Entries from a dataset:
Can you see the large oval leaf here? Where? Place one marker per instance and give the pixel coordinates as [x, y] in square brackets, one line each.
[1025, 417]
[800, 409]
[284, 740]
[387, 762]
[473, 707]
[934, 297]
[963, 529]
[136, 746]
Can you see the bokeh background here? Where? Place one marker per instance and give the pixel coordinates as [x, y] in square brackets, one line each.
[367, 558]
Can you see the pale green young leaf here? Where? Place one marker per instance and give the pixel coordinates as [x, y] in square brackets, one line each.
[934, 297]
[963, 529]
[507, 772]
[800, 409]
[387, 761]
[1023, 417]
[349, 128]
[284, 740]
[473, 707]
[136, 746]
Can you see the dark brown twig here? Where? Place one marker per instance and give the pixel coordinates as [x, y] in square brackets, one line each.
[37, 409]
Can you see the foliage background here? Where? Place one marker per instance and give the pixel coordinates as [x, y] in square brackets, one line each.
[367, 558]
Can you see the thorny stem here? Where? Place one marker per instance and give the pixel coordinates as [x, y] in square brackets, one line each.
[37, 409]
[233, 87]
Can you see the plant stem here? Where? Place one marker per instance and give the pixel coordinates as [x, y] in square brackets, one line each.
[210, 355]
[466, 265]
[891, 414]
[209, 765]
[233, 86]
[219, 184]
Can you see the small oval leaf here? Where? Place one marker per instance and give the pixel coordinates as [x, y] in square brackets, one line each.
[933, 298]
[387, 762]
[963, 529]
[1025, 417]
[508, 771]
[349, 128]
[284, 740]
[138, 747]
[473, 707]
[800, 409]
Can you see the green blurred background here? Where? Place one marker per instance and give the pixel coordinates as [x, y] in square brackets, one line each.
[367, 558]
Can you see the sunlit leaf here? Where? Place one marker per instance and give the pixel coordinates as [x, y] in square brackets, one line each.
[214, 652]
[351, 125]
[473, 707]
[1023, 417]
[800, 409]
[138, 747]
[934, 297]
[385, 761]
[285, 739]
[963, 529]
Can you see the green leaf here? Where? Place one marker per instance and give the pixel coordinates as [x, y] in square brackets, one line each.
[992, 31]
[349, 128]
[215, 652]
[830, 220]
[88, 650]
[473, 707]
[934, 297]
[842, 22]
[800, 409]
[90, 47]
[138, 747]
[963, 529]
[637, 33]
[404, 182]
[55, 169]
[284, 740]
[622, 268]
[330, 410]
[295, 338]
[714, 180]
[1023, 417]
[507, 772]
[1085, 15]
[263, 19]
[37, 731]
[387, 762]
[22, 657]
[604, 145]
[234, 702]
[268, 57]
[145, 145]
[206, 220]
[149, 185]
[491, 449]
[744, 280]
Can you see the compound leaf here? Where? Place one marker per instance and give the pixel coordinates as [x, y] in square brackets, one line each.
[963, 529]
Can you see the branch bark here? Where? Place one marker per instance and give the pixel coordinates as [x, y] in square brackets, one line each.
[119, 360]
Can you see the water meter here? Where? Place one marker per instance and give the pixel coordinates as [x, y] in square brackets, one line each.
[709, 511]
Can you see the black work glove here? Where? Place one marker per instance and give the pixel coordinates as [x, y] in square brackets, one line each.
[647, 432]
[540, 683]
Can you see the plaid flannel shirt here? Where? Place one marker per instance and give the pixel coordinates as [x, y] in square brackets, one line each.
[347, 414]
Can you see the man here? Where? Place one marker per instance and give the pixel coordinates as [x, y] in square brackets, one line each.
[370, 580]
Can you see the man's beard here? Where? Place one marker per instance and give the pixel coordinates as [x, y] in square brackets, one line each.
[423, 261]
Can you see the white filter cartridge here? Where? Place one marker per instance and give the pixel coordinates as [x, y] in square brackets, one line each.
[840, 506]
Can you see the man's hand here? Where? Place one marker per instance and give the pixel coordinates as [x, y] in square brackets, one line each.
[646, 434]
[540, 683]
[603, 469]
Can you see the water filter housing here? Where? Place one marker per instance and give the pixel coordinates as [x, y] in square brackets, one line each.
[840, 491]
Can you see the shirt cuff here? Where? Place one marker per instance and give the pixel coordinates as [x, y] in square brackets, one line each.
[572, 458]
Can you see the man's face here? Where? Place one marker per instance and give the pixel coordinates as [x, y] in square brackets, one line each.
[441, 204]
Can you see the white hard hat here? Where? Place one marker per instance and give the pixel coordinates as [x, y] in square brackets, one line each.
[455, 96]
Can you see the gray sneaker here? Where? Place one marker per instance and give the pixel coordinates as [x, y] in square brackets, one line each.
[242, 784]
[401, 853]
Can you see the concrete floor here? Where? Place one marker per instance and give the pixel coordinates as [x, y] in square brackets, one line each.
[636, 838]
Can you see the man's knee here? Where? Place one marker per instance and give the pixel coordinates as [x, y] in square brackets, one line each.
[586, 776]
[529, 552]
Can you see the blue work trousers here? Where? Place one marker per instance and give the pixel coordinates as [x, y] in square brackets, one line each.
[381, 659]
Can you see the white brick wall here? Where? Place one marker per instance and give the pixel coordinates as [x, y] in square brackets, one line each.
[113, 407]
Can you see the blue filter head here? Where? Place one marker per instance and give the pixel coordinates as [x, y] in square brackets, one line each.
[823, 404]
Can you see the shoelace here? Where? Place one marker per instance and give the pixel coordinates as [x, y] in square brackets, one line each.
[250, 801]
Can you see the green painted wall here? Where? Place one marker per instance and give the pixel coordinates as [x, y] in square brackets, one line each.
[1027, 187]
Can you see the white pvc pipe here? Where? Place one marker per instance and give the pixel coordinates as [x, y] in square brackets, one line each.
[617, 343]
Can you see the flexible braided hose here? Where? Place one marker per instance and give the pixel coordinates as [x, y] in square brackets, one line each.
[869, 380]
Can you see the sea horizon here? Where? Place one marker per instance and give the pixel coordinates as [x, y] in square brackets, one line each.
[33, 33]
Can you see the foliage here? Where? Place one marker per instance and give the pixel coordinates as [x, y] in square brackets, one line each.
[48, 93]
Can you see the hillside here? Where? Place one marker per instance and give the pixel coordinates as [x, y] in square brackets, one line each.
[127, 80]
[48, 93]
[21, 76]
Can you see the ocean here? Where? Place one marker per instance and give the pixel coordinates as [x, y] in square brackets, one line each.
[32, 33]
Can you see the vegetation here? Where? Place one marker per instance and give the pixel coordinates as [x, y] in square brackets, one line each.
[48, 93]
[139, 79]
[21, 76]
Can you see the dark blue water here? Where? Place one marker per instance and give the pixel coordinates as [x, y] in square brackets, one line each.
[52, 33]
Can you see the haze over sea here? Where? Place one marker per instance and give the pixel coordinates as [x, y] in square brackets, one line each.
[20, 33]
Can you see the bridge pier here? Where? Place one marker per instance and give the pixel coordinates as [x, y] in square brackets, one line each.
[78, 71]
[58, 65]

# Task goal
Rewrite the rows from the line containing "Can you see the ocean" through the end of the rows, swapping "marker" for "point" and leaving everything else unchanged.

# Solved problem
Can you see the ocean here? Where? Place one point per instance and give the pixel coordinates as [x, y] in square brackets, one line each.
[32, 33]
Can you see the vegetation here? Where? Place one point per instance and give the pixel coordinates as [x, y] in square brackets, one line each.
[48, 93]
[139, 79]
[21, 76]
Can you see the dark blue water here? Where? Place one point per instance and give the pixel coordinates as [x, y] in square brackets, one line each.
[52, 33]
Can you see the haze over sea here? Where? Place one point per instance and give the pixel coordinates as [x, y] in square brackets, one line each.
[20, 33]
Can you see the bridge pier here? Where? Place one point per instance and give the pixel coordinates as [x, y] in square brackets, one line each.
[78, 71]
[58, 65]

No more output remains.